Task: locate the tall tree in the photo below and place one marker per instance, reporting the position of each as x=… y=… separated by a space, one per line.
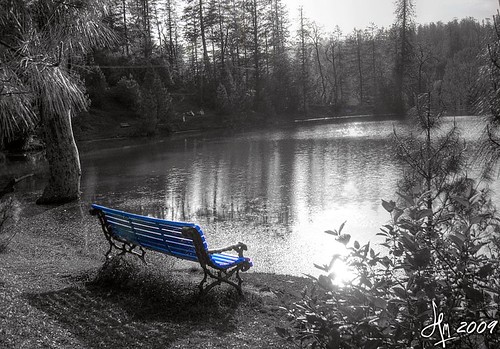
x=41 y=41
x=489 y=103
x=405 y=11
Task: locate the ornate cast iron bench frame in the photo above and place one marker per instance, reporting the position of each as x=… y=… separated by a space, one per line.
x=132 y=233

**WHAT TO PRODUCE:**
Reproduce all of the data above verbatim, leaving out the pictures.

**RESULT OF THIS EXERCISE:**
Task: locate the tall tree in the photo below and place one marker per instance, reporting the position of each as x=… y=… separated by a space, one per line.
x=41 y=41
x=489 y=103
x=405 y=11
Task: locate the ornate cast iron bench frame in the photo above and place one marker per instance, reporting the position of each as x=… y=… separated by a space, one per line.
x=132 y=233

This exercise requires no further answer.